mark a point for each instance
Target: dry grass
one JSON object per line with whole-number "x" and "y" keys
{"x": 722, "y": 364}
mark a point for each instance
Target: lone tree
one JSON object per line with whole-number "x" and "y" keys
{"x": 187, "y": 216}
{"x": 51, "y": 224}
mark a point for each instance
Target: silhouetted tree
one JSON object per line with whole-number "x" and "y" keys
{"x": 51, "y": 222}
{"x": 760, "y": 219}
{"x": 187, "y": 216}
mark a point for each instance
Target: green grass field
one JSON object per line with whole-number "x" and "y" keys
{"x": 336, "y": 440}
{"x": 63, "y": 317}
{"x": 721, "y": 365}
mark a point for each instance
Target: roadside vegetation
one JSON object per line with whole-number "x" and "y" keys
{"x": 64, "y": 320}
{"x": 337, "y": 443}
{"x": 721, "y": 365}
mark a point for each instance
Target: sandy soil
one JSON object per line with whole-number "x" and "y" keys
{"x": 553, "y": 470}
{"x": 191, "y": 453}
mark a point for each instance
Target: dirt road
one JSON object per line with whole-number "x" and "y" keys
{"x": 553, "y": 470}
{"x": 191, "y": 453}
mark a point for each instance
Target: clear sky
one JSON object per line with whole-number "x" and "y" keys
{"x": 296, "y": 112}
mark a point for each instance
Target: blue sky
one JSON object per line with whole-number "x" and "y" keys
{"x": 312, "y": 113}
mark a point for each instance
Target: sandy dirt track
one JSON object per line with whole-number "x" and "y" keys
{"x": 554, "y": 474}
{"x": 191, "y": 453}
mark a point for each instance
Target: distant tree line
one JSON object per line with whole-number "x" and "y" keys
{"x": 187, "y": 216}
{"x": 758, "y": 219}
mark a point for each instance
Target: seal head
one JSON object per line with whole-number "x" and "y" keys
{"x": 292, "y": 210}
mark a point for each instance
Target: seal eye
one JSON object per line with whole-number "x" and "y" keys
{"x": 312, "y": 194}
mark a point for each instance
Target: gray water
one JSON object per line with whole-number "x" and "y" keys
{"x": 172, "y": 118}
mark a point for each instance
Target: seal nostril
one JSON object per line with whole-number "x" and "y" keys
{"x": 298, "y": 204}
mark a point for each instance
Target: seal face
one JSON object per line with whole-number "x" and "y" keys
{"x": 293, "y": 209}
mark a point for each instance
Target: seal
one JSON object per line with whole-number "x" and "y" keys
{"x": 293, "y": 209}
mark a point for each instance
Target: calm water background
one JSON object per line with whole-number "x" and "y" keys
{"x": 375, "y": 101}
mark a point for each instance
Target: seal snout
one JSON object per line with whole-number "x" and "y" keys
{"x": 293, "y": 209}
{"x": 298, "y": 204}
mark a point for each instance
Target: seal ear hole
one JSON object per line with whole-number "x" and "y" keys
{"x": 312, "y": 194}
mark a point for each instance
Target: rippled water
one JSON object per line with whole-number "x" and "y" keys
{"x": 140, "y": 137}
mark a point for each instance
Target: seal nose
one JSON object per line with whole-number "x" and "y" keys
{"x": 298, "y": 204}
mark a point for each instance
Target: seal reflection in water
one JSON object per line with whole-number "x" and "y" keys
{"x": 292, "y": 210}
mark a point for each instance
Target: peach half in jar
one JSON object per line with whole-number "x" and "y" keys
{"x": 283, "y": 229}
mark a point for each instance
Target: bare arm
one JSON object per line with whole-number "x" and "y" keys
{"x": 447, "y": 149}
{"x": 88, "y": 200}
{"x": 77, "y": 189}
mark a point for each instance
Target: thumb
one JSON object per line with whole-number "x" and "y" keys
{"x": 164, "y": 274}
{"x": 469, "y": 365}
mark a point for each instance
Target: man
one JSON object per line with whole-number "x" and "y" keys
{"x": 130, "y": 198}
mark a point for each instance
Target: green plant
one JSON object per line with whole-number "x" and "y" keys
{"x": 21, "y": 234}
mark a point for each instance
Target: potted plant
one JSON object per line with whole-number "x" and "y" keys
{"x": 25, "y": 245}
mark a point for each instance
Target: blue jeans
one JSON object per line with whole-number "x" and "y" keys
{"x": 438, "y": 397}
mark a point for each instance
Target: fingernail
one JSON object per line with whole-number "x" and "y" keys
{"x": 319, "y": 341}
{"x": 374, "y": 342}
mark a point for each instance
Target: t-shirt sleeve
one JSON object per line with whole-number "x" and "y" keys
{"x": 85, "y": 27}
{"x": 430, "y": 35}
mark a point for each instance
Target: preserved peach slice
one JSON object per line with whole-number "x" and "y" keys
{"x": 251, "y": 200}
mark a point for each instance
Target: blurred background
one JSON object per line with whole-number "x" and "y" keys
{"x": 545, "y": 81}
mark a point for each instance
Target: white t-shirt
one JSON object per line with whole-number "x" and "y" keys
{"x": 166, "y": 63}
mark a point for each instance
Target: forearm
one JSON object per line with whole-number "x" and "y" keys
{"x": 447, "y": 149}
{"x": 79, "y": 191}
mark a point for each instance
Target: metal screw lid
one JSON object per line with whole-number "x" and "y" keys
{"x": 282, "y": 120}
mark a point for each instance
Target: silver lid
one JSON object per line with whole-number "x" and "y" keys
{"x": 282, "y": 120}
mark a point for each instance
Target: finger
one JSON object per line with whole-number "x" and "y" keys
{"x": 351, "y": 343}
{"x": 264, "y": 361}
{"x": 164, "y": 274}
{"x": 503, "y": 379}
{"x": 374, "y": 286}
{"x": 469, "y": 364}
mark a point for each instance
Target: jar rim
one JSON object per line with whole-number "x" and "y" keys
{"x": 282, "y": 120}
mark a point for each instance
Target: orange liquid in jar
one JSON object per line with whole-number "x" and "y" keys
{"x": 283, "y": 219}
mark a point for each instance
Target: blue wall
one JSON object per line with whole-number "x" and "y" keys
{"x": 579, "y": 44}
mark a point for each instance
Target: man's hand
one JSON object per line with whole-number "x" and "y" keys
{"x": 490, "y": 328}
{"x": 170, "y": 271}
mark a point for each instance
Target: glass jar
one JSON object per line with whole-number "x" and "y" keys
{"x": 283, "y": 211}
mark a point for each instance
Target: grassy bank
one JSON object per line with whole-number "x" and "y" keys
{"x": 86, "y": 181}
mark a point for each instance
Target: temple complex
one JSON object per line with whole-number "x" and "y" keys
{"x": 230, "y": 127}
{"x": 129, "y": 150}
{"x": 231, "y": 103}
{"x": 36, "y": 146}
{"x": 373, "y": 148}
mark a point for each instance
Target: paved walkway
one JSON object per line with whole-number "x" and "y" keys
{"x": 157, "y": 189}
--------------------------------
[DIRECTIONS]
Return the whole listing exactly as it reads.

[EXERCISE RESPONSE]
mark a point for each instance
Target: dry grass
one JSON object per line with whole-number "x" and "y" keys
{"x": 722, "y": 364}
mark a point for each instance
Target: lone tree
one JSON object per line with whole-number "x" and "y" keys
{"x": 187, "y": 216}
{"x": 51, "y": 224}
mark a point for each instance
Target: silhouetted tree
one JSON object per line with whole-number "x" and "y" keys
{"x": 51, "y": 222}
{"x": 760, "y": 219}
{"x": 187, "y": 216}
mark a point for each instance
Target: green grass field
one JSON object per line with whole-number "x" and "y" keys
{"x": 336, "y": 440}
{"x": 63, "y": 317}
{"x": 721, "y": 365}
mark a point for each instance
Target: roadside vegetation
one JSON object per line with whole-number "x" and "y" keys
{"x": 64, "y": 320}
{"x": 337, "y": 443}
{"x": 721, "y": 365}
mark a point for each instance
Target: sandy soil
one JSON object per line with whole-number "x" and "y" keys
{"x": 553, "y": 470}
{"x": 191, "y": 453}
mark a point for each instance
Target: dirt road
one JSON object per line with whole-number "x" and "y" keys
{"x": 553, "y": 470}
{"x": 191, "y": 453}
mark a point for each instance
Target: clear sky
one JSON object per line with whole-number "x" and "y" keys
{"x": 296, "y": 112}
mark a point for each instance
Target: blue sky
one JSON object per line with whole-number "x" and "y" keys
{"x": 312, "y": 113}
mark a point for each instance
Target: sandy dirt track
one JSON object per line with whole-number "x" and "y" keys
{"x": 554, "y": 474}
{"x": 191, "y": 453}
mark a point for each instance
Target: distant tree line
one JSON object per line with whole-number "x" and "y" keys
{"x": 187, "y": 216}
{"x": 758, "y": 219}
mark a point for each instance
Target: seal head
one JSON object per line with whole-number "x" and "y" keys
{"x": 292, "y": 210}
mark a point for each instance
Target: seal eye
one JSON object per line with whole-number "x" and "y" keys
{"x": 312, "y": 194}
mark a point for each instance
Target: gray water
one JSON object per line with whole-number "x" and "y" keys
{"x": 172, "y": 118}
mark a point for each instance
Target: seal nostril
one JSON object per line with whole-number "x" and "y" keys
{"x": 298, "y": 204}
mark a point for each instance
Target: seal face
one JSON object per line with whole-number "x" and "y" keys
{"x": 293, "y": 209}
mark a point for each instance
Target: seal
one JSON object per line with whole-number "x" and "y" keys
{"x": 293, "y": 209}
mark a point for each instance
Target: calm water background
one JSON object per line with whole-number "x" and "y" keys
{"x": 375, "y": 101}
mark a point for each instance
Target: seal snout
one JSON object per line with whole-number "x" and "y" keys
{"x": 293, "y": 209}
{"x": 298, "y": 204}
mark a point for each instance
Target: seal ear hole
one JSON object per line with whole-number "x" and "y" keys
{"x": 312, "y": 194}
mark a point for each instance
Target: rippled water
one JSON object per line with whole-number "x" and "y" keys
{"x": 140, "y": 137}
mark a point for each instance
Target: seal nose
one JSON object per line with whole-number "x" and "y" keys
{"x": 298, "y": 204}
mark a point for each instance
Target: seal reflection in water
one JSON object per line with whole-number "x" and "y" keys
{"x": 292, "y": 210}
mark a point for each instance
Target: peach half in jar
one JSON object per line with whole-number "x" and "y" keys
{"x": 283, "y": 229}
mark a point for each instance
Target: bare arm
one JSON object per line with whole-number "x" and "y" keys
{"x": 447, "y": 149}
{"x": 88, "y": 200}
{"x": 77, "y": 189}
mark a point for each instance
Target: thumb
one JSON object per line with whole-number "x" and "y" keys
{"x": 164, "y": 274}
{"x": 469, "y": 365}
mark a point for each instance
Target: man
one JSON object per line with whole-number "x" and "y" keys
{"x": 130, "y": 198}
mark a point for each instance
Target: green plant
one JSON object per line with whole-number "x" and "y" keys
{"x": 21, "y": 234}
mark a point for each instance
Target: potted plant
one JSON object per line with whole-number "x" and "y" keys
{"x": 25, "y": 245}
mark a point for each instance
Target: blue jeans
one JSON object per line with whole-number "x" and "y" keys
{"x": 438, "y": 397}
mark a point for each instance
Target: fingernail
one JSON object per line with whole-number "x" and "y" keys
{"x": 319, "y": 341}
{"x": 374, "y": 342}
mark a point for each instance
Target: t-shirt sleeve
one JSON object per line with whole-number "x" and "y" keys
{"x": 85, "y": 27}
{"x": 430, "y": 35}
mark a point for each instance
Target: preserved peach slice
one JSON object per line with whole-number "x" and "y" keys
{"x": 251, "y": 200}
mark a point for each instance
Target: blurred background
one JSON object per line with whole-number "x" and "y" keys
{"x": 545, "y": 81}
mark a point for each instance
Target: white t-shirt
one JSON object per line with whole-number "x" and "y" keys
{"x": 166, "y": 63}
mark a point for each instance
Target: forearm
one JSON object per line with whole-number "x" and "y" keys
{"x": 447, "y": 149}
{"x": 79, "y": 191}
mark a point for each instance
Target: metal screw lid
one JSON object per line with whole-number "x" and "y" keys
{"x": 282, "y": 120}
mark a point for each instance
Target: silver lid
one JSON object per line with whole-number "x" and "y" keys
{"x": 282, "y": 120}
mark a point for each instance
Target: finger
one JSON object per line with whole-number "x" and "y" keys
{"x": 351, "y": 343}
{"x": 264, "y": 361}
{"x": 164, "y": 274}
{"x": 503, "y": 379}
{"x": 374, "y": 286}
{"x": 469, "y": 364}
mark a point for each instance
Target: jar rim
one JSON object per line with whole-number "x" and "y" keys
{"x": 282, "y": 120}
mark a point for each instance
Target: orange liquid in jar
one JSON object per line with whole-number "x" and "y" keys
{"x": 283, "y": 219}
mark a point for each instance
Target: blue wall
one JSON object per line with whole-number "x" and "y" keys
{"x": 579, "y": 44}
mark a point for each instance
Target: man's hand
one JSON object per line with whole-number "x" and "y" keys
{"x": 490, "y": 328}
{"x": 170, "y": 271}
mark a point for each instance
Target: glass jar
one JSON object per line with whole-number "x" and "y" keys
{"x": 283, "y": 211}
mark a point for each instance
Target: grassy bank
one JSON object per line with whole-number "x" and "y" keys
{"x": 86, "y": 181}
mark a point for each instance
Target: temple complex
one JSON object per line with whole-number "x" and "y" keys
{"x": 230, "y": 127}
{"x": 129, "y": 150}
{"x": 231, "y": 103}
{"x": 36, "y": 146}
{"x": 373, "y": 148}
mark a point for each instance
Target: paved walkway
one JSON object per line with whole-number "x" and "y" keys
{"x": 157, "y": 189}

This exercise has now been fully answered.